The answer should consist of all the records, written out word for word.

--------

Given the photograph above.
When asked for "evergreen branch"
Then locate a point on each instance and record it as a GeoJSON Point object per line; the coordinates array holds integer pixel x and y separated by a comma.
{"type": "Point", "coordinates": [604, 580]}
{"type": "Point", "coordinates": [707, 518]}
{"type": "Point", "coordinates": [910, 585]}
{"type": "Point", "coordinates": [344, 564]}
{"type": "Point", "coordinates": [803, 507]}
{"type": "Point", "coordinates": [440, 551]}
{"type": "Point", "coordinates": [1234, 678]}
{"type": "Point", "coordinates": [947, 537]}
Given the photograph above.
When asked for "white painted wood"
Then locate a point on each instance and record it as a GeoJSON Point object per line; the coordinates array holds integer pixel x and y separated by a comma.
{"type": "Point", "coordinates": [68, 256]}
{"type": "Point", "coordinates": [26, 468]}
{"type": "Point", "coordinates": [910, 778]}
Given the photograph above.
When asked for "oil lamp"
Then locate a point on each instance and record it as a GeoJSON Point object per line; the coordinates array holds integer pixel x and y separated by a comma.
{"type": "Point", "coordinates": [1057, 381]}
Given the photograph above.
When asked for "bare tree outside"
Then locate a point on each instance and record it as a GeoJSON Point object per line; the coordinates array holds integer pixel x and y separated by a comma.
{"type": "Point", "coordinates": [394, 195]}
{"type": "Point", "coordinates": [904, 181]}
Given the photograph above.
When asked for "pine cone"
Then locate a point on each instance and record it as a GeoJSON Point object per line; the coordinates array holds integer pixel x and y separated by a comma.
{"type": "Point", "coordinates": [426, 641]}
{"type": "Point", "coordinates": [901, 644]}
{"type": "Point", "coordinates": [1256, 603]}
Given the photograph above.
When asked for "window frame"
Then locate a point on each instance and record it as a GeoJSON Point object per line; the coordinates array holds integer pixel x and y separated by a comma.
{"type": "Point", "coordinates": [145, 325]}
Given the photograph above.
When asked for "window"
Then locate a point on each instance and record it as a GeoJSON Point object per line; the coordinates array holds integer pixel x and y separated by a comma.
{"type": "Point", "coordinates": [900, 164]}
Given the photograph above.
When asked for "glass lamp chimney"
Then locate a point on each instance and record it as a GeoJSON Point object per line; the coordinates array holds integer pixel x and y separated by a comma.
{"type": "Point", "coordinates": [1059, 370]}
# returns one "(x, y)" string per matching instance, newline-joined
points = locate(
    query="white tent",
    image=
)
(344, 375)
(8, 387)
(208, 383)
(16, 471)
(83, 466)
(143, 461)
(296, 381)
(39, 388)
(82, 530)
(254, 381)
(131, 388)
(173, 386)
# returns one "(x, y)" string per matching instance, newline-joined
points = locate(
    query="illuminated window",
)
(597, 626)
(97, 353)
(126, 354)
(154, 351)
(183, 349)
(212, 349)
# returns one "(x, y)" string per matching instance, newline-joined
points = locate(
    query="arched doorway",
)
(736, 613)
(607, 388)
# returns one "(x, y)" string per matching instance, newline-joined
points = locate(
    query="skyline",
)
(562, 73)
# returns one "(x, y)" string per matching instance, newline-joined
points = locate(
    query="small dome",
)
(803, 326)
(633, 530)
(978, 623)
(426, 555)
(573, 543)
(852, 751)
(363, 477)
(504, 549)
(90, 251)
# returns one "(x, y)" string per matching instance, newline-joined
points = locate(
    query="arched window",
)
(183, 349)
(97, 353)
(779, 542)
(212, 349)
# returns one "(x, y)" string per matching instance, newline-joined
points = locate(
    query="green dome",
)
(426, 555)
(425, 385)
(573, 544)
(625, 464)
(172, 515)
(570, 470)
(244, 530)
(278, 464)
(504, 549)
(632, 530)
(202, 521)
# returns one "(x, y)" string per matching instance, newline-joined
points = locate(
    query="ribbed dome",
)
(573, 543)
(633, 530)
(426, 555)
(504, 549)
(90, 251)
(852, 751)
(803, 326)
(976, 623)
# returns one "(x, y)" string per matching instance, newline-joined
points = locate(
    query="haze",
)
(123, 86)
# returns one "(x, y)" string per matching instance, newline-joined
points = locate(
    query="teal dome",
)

--------

■ Solution for this task
Given the photograph above.
When asked for "evergreen branch"
Then locate a point on each instance and record it as a GeoJSON Point object per line; the coordinates array holds integer pixel x and y separated by a comma.
{"type": "Point", "coordinates": [604, 580]}
{"type": "Point", "coordinates": [707, 518]}
{"type": "Point", "coordinates": [910, 585]}
{"type": "Point", "coordinates": [344, 564]}
{"type": "Point", "coordinates": [803, 507]}
{"type": "Point", "coordinates": [440, 551]}
{"type": "Point", "coordinates": [1234, 678]}
{"type": "Point", "coordinates": [947, 537]}
Given the photograph above.
When asked for "white painted wood"
Then locate a point on each instance and record it as a GeoJSON Point object per line; the coordinates array holds integer pixel x and y separated by a comma.
{"type": "Point", "coordinates": [68, 256]}
{"type": "Point", "coordinates": [26, 468]}
{"type": "Point", "coordinates": [910, 778]}
Given the photograph above.
When asked for "oil lamp"
Then locate a point on each instance and record it as a GeoJSON Point object per line; the coordinates array holds integer pixel x and y separated by a comma.
{"type": "Point", "coordinates": [1057, 381]}
Given the photograph above.
When asked for "bare tree outside"
Then locate a point on each instance and record it as a GeoJSON Point object per line; the coordinates array holds integer pixel x and y separated by a comma.
{"type": "Point", "coordinates": [394, 195]}
{"type": "Point", "coordinates": [904, 181]}
Given the photograph above.
When asked for "pine cone"
Then locate a point on each instance and record it as a GeoJSON Point object per line; the coordinates array holds integer pixel x and y separated by a comma.
{"type": "Point", "coordinates": [426, 641]}
{"type": "Point", "coordinates": [901, 644]}
{"type": "Point", "coordinates": [1256, 603]}
Given the photograph above.
When asked for "window frame"
Then locate a point on each instance and record it as a GeoJSON Point object per line; the coordinates array holds integer pixel x and y separated by a comma.
{"type": "Point", "coordinates": [145, 325]}
Given the photograph above.
When asked for "window"
Then locate a point on each instance and record it as a GeoJSON Point object per line; the coordinates array holds integer pixel x and y separated by a comma.
{"type": "Point", "coordinates": [900, 164]}
Given the photograph above.
When asked for "glass lamp chimney"
Then locate a point on each instance and record it as a GeoJSON Point object per line; the coordinates array holds integer pixel x and y separated by a comma.
{"type": "Point", "coordinates": [1059, 370]}
# returns one "(x, y)" string per matching instance, newline-joined
points = locate(
    query="white tent",
    image=
)
(344, 375)
(8, 387)
(208, 383)
(16, 471)
(83, 466)
(143, 461)
(296, 381)
(39, 388)
(82, 530)
(254, 381)
(131, 388)
(173, 386)
# returns one "(x, y)" string per matching instance, newline-joined
points = locate(
    query="illuminated window",
)
(597, 626)
(97, 353)
(126, 354)
(154, 351)
(183, 349)
(212, 349)
# returns one "(x, y)" string per matching instance, newline-joined
points = locate(
    query="arched doorway",
)
(736, 613)
(607, 388)
# returns one "(x, y)" string per matching instance, newline-joined
points = locate(
    query="skyline",
)
(562, 73)
# returns one "(x, y)" string per matching instance, newline-joined
points = locate(
    query="small dome",
)
(803, 326)
(633, 530)
(978, 623)
(426, 555)
(573, 543)
(852, 751)
(363, 477)
(504, 549)
(90, 251)
# returns one "(x, y)" string per matching instance, newline-joined
points = locate(
    query="arched window",
)
(183, 349)
(97, 353)
(779, 542)
(212, 349)
# returns one "(x, y)" string per matching instance, newline-joined
points = locate(
    query="green dome",
)
(426, 555)
(425, 385)
(573, 544)
(625, 464)
(172, 515)
(570, 470)
(244, 530)
(278, 464)
(504, 549)
(632, 530)
(202, 521)
# returns one "(x, y)" string per matching instance, newline-joined
points = locate(
    query="ribbed dome",
)
(573, 543)
(633, 530)
(426, 555)
(504, 549)
(90, 251)
(852, 751)
(803, 326)
(976, 623)
# returns one "(x, y)" string per matching instance, newline-joined
points = locate(
    query="haze",
)
(123, 86)
# returns one "(x, y)" string per matching instance, newline-joined
points = locate(
    query="teal dome",
)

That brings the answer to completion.